WORK TO BE COMPLETED
Put every line of the items below into a Markdown table with the columns Row and Line, numbering the rows and omitting blank lines. Leave the pictures out.

Rows from a dataset
- - - - - - -

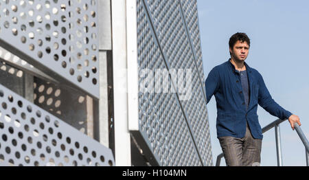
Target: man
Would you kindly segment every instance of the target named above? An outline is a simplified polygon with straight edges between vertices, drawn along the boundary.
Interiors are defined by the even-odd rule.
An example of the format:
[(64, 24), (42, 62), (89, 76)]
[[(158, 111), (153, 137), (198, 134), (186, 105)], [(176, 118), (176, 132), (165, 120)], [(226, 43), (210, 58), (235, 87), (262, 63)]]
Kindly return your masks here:
[(285, 110), (269, 93), (261, 74), (244, 60), (250, 39), (236, 33), (229, 40), (231, 58), (215, 67), (205, 81), (207, 103), (213, 95), (217, 104), (217, 135), (227, 166), (260, 164), (262, 128), (258, 104), (281, 120), (288, 119), (292, 128), (299, 117)]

- - - - - - -

THE ANSWER
| Row | Line |
|---|---|
| 1 | Target: man |
| 2 | Would you kindly segment every instance of the target named above? An outline is a simplified polygon with straight edges between vertices, drawn along the boundary. |
| 3 | Interiors are defined by the even-odd rule. |
| 4 | An example of the format: |
| 5 | [(64, 24), (42, 62), (89, 76)] |
| 6 | [[(158, 111), (153, 137), (198, 134), (186, 105)], [(176, 118), (176, 132), (165, 120)], [(226, 43), (210, 58), (235, 87), (262, 63)]] |
| 7 | Kindly return your masks here: |
| 8 | [(285, 110), (269, 93), (261, 74), (244, 60), (250, 39), (236, 33), (229, 40), (231, 58), (215, 67), (205, 81), (207, 103), (213, 95), (217, 104), (217, 135), (227, 166), (260, 164), (262, 128), (258, 104), (281, 120), (288, 119), (292, 128), (299, 117)] |